= Tasks =
1. Transcribe the part of the passage about reading that opens with the words containing "One of the unforeseen" and closes with "had been made.".
2. Render this sentence from the passage about reading in Spanish: "It was warmer under the rug on the couch, too."
++++ Quoted passage ++++
20
The Fictional Quester

When I was a short-sighted child, reading was my whole life. I read in the bath, I read on the toilet, I read under the desk at school, I read up in my treehouse, feeling the branches of the jacaranda swell and subside under me.

One of the unforeseen griefs of becoming a writer was that I could no longer lose myself in a book the way I had as a child. I still read, of course, but now part of me was always watching how the writer had done it. There was always something to learn, something I could try in my own writing. It was a rare and compelling book that made me forget that it had been made.

One morning in October 2001 I lay on the couch in my workroom, delaying the journey to the desk, where I was starting to hate my latest assembly draft. I promised myself I could read for half an hour. It was warmer under the rug on the couch, too. In spite of a new gas heater, my workroom was draughty and a cold spring wind was pouring in around the window frame.
++++ Given entries ++++
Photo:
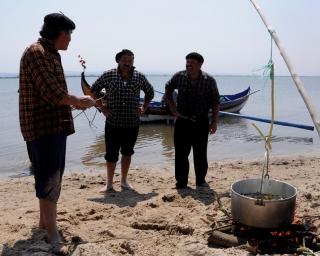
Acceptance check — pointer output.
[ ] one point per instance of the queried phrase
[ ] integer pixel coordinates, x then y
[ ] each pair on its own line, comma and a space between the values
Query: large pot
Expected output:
263, 213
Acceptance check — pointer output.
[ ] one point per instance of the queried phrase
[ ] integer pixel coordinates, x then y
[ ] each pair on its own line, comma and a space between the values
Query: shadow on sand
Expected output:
123, 198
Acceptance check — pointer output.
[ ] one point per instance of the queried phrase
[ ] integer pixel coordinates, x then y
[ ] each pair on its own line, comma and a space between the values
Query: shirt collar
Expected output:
48, 44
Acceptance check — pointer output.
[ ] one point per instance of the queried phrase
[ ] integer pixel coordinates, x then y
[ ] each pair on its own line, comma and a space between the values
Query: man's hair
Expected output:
195, 56
54, 24
123, 52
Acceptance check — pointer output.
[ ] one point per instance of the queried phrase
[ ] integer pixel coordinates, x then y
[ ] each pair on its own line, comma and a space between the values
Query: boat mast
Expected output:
294, 75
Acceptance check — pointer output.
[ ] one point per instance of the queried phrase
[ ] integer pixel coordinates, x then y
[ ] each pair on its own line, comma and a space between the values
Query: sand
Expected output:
156, 219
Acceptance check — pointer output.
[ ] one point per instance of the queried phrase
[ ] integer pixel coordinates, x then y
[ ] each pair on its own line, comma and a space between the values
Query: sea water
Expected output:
235, 138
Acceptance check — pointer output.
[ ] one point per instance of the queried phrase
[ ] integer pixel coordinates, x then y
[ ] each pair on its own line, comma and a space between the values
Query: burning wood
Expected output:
296, 238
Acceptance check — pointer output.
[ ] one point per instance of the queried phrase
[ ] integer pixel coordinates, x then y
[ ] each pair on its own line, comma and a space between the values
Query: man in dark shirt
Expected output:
45, 114
122, 110
197, 94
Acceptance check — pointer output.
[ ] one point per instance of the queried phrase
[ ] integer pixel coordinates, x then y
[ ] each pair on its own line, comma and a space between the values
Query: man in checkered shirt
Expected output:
122, 110
197, 94
45, 115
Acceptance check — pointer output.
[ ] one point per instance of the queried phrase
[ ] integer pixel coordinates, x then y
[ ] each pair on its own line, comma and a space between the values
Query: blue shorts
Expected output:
119, 139
48, 158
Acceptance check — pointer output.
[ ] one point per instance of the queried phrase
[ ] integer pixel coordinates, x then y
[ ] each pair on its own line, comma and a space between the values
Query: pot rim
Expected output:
278, 200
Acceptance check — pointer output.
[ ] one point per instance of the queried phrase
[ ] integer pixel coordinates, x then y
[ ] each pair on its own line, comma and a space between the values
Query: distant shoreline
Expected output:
15, 76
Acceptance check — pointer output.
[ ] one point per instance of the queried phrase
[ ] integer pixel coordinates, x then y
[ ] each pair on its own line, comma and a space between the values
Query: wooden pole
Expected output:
299, 84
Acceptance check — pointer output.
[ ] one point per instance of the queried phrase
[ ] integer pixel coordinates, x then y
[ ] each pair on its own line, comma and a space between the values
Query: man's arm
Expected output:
215, 108
79, 102
171, 103
214, 118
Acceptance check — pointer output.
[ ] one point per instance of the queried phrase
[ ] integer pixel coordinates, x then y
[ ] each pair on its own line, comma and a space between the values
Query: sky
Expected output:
228, 33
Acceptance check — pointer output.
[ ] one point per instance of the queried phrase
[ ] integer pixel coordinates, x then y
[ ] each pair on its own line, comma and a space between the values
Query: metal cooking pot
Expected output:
263, 213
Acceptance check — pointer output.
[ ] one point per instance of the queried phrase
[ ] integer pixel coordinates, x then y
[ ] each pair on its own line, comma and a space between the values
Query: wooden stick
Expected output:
299, 84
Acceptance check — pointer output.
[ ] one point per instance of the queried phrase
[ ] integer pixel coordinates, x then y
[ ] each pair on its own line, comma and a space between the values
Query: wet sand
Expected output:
156, 219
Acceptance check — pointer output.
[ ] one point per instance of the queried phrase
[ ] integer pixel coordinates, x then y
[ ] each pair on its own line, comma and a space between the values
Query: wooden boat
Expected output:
232, 103
158, 111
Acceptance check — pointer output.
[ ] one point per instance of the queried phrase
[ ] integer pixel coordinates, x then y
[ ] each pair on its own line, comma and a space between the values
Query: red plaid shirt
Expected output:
42, 86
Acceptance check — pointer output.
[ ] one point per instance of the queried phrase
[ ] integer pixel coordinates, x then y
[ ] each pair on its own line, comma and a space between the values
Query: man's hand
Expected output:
212, 127
106, 111
84, 102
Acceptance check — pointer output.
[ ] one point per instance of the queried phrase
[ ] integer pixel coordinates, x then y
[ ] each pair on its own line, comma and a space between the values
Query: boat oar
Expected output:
300, 126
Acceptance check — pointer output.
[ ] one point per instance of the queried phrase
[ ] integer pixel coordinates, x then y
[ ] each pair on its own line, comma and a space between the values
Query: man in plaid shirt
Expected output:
197, 94
45, 115
122, 110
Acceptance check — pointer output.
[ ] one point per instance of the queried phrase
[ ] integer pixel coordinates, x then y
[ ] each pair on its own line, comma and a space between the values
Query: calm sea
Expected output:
235, 139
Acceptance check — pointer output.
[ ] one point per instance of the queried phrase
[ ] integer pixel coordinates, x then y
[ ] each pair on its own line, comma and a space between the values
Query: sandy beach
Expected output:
156, 219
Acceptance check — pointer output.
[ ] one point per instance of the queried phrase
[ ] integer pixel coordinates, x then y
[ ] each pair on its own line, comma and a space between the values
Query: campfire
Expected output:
297, 238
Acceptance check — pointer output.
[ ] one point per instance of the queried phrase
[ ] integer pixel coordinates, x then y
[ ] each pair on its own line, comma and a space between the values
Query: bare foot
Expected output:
57, 244
106, 188
127, 186
59, 248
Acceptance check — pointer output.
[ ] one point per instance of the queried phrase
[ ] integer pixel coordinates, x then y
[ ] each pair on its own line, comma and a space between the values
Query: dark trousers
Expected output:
189, 134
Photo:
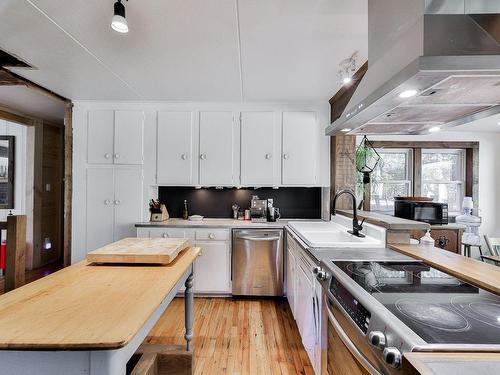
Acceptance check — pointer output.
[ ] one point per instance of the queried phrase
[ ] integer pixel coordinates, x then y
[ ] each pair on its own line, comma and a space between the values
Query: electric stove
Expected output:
438, 307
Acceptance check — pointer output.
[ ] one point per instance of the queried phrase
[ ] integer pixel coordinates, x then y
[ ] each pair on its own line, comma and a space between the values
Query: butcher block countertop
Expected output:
484, 275
87, 306
451, 363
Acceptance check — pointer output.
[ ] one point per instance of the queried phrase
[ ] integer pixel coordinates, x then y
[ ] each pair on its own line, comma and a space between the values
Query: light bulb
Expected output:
408, 93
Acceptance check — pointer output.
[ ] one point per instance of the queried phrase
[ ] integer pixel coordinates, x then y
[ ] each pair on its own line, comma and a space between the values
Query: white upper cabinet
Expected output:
300, 142
129, 130
175, 148
114, 204
100, 208
100, 137
217, 143
127, 201
259, 149
115, 137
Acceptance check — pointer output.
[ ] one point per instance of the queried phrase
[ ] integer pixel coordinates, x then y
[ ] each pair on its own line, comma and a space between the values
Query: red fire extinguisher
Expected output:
3, 251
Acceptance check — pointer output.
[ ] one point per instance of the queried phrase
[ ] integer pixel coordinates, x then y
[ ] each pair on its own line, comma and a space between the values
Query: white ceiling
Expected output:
488, 124
29, 102
186, 50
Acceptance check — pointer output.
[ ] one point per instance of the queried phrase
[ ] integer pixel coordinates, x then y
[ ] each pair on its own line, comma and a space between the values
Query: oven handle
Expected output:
348, 343
255, 238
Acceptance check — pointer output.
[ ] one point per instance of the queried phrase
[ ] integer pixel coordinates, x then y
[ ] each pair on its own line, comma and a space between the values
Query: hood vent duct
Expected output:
431, 63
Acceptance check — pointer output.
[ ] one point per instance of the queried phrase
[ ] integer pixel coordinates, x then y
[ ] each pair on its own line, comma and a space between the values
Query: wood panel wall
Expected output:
342, 167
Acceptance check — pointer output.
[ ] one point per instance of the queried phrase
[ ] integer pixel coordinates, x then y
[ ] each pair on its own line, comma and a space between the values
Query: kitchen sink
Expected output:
334, 234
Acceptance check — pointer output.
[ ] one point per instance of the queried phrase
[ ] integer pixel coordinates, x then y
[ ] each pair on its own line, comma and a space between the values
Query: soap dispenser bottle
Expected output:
427, 240
185, 213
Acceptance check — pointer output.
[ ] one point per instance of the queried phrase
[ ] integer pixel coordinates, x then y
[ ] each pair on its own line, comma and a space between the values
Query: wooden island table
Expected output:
89, 319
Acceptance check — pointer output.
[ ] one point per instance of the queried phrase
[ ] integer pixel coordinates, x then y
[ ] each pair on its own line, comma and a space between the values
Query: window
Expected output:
443, 177
391, 177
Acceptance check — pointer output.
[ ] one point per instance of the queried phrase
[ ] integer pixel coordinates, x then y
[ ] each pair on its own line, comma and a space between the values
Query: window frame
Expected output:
409, 171
470, 163
460, 183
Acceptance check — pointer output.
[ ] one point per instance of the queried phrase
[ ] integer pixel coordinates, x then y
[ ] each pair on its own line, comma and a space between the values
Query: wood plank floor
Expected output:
237, 336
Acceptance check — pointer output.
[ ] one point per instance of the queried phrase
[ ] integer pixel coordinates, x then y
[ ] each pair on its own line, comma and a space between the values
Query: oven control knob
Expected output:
321, 275
393, 356
377, 339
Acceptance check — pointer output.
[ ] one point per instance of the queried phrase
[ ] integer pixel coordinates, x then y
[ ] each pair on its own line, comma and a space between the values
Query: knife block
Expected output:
160, 216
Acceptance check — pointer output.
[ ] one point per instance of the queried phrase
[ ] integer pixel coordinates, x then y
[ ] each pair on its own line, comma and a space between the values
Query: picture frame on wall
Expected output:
7, 172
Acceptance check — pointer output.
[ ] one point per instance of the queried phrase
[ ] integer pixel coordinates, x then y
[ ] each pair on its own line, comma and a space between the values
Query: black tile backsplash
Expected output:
294, 202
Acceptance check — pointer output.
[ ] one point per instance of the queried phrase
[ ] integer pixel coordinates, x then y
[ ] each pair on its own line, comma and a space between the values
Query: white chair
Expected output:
493, 245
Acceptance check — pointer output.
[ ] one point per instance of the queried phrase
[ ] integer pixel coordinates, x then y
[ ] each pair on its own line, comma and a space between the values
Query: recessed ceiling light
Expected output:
119, 22
408, 93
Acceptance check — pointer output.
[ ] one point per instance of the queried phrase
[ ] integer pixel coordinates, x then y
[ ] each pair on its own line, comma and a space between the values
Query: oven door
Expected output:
343, 352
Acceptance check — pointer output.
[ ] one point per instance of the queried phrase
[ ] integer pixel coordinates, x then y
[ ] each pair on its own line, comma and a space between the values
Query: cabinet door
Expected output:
212, 269
175, 148
290, 281
100, 137
99, 207
216, 148
299, 148
305, 312
258, 149
127, 201
129, 130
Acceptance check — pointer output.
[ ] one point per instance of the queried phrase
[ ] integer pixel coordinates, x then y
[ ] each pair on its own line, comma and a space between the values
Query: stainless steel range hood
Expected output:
447, 51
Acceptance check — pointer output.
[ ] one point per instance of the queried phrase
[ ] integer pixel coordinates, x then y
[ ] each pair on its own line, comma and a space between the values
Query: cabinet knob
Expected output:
392, 357
377, 339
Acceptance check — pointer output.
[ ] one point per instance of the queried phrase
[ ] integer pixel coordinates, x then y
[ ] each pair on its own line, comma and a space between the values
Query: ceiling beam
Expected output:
340, 100
34, 86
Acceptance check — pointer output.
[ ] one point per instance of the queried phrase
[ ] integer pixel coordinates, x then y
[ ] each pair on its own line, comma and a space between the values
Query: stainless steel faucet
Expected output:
356, 225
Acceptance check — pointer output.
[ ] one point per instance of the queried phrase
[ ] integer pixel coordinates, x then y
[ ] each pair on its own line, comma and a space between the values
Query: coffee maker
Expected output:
258, 209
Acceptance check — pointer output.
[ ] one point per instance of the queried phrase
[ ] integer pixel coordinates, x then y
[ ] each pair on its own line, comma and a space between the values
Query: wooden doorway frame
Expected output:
14, 116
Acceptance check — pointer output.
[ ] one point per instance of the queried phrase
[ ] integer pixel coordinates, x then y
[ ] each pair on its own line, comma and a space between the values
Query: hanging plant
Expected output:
367, 159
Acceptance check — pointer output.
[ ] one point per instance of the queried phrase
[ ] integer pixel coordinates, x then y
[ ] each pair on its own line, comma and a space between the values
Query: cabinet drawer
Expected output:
171, 233
212, 235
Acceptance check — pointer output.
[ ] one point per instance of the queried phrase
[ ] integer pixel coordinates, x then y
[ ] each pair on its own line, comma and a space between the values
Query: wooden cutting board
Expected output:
139, 250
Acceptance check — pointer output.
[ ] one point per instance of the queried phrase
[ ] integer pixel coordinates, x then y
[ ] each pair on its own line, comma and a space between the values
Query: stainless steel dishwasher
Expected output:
257, 262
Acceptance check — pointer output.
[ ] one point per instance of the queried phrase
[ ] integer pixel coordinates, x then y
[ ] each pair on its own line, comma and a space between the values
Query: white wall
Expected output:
489, 170
20, 132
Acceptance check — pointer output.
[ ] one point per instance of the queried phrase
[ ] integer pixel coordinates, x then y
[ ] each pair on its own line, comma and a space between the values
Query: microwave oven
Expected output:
428, 212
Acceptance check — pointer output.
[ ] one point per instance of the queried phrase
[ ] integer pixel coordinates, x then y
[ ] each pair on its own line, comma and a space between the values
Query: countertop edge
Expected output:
481, 274
387, 221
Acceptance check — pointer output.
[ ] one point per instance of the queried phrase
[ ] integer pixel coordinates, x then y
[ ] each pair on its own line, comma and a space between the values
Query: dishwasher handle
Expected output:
255, 238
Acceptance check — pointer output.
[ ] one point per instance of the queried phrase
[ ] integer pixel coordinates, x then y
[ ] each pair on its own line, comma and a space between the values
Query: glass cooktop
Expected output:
436, 306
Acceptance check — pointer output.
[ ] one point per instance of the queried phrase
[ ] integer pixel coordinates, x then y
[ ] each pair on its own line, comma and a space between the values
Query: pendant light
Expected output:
119, 22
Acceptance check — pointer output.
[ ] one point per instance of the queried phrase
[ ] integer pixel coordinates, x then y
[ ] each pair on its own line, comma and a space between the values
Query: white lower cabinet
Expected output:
290, 280
212, 269
304, 295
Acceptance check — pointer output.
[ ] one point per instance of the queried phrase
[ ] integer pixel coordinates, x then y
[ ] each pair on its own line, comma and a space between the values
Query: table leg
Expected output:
188, 317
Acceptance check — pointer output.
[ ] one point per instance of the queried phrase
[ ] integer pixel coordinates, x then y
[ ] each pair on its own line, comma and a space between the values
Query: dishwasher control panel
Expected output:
358, 313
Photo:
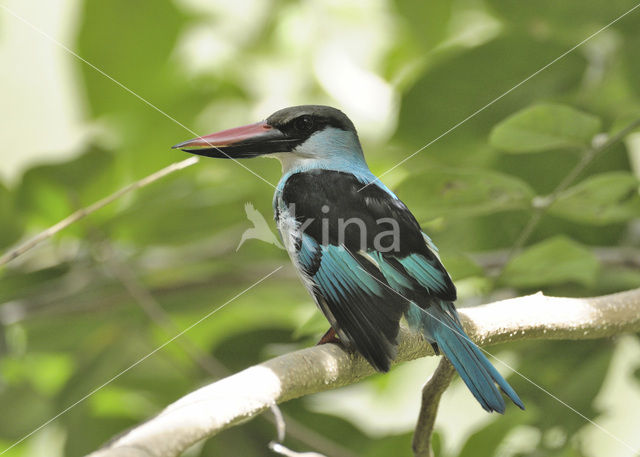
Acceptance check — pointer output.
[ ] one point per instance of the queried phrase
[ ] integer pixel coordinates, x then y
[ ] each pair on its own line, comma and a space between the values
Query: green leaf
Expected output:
544, 127
603, 199
465, 192
554, 261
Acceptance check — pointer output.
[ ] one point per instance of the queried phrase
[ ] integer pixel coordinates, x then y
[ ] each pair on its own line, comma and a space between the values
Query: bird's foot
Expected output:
329, 337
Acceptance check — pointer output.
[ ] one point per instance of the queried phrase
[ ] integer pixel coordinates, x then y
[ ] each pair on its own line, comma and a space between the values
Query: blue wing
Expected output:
361, 288
364, 288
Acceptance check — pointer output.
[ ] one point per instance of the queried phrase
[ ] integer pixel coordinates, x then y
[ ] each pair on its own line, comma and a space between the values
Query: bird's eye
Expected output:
303, 123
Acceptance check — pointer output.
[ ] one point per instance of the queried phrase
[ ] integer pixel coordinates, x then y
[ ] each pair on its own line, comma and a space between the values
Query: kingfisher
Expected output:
357, 248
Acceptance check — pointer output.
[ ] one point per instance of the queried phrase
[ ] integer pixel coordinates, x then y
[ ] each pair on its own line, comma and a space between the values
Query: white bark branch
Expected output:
237, 398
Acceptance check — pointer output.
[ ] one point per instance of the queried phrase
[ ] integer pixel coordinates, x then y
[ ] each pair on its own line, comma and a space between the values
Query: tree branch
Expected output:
237, 398
84, 212
431, 393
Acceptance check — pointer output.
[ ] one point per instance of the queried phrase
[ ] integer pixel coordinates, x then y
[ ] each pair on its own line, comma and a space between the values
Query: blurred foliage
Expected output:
68, 323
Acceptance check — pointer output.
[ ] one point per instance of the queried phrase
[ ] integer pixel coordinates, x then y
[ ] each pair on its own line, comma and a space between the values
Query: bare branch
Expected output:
431, 393
587, 157
237, 398
84, 212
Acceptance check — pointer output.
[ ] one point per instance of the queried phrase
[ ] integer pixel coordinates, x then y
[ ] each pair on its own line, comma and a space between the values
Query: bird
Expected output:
356, 246
260, 229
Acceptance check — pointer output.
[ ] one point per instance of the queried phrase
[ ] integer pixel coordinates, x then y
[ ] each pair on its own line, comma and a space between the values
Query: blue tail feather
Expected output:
440, 324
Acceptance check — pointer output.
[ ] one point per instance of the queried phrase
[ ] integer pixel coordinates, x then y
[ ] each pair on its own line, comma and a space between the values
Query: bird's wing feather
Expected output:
363, 252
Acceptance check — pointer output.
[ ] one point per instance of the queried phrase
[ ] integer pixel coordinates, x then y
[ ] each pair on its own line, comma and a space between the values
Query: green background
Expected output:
103, 293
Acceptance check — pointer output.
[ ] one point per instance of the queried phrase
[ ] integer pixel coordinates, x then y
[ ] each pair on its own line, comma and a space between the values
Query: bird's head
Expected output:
307, 132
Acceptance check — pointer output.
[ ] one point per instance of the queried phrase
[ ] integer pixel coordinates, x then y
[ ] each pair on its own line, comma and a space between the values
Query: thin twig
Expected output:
587, 157
233, 400
207, 362
431, 393
84, 212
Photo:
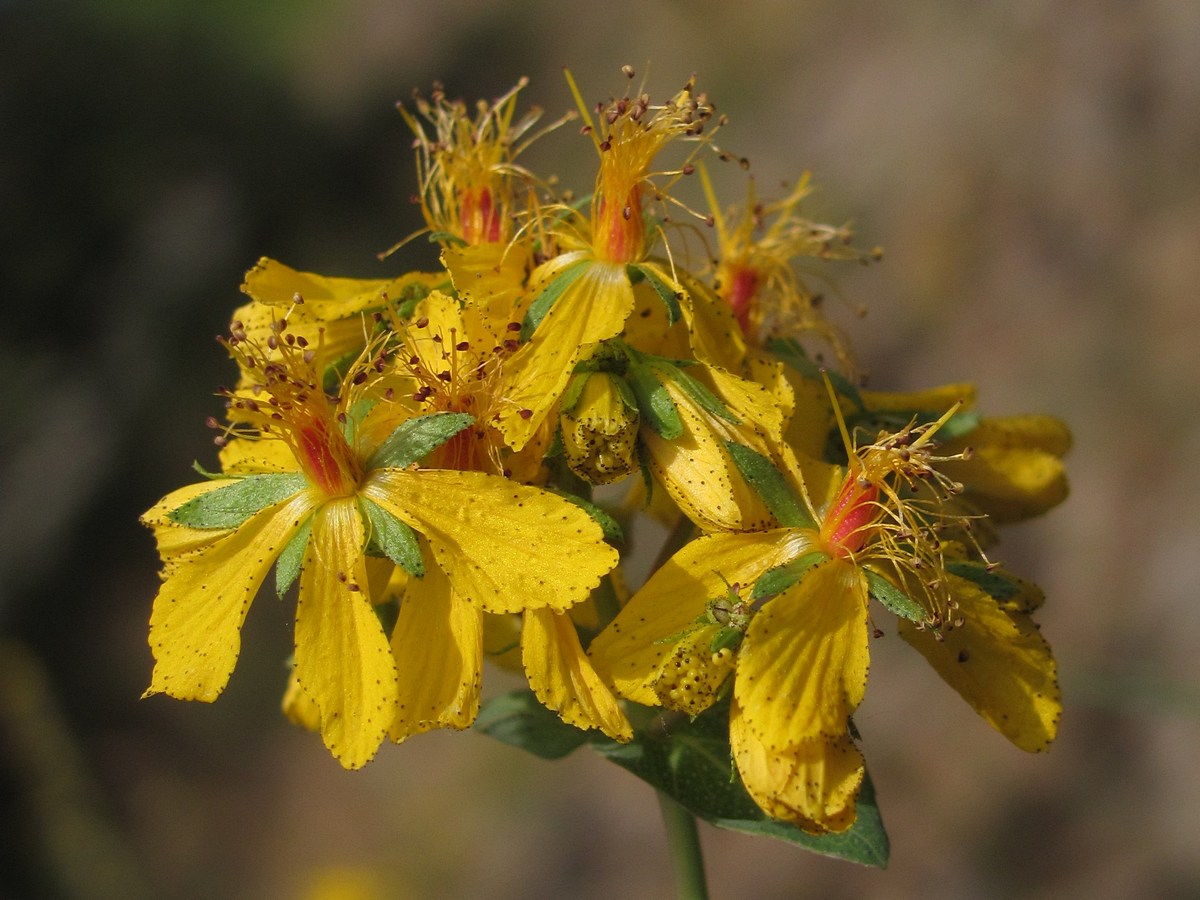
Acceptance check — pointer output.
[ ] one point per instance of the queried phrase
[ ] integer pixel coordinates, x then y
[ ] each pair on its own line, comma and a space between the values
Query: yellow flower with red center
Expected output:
++++
= Answers to the problems =
1.
One of the unforeseen griefs of becoming a writer was that I could no longer lose myself in a book the way I had as a child. I still read, of course, but now part of me was always watching how the writer had done it. There was always something to learn, something I could try in my own writing. It was a rare and compelling book that made me forget that it had been made.

2. También hacía más calor bajo la manta en el sofá.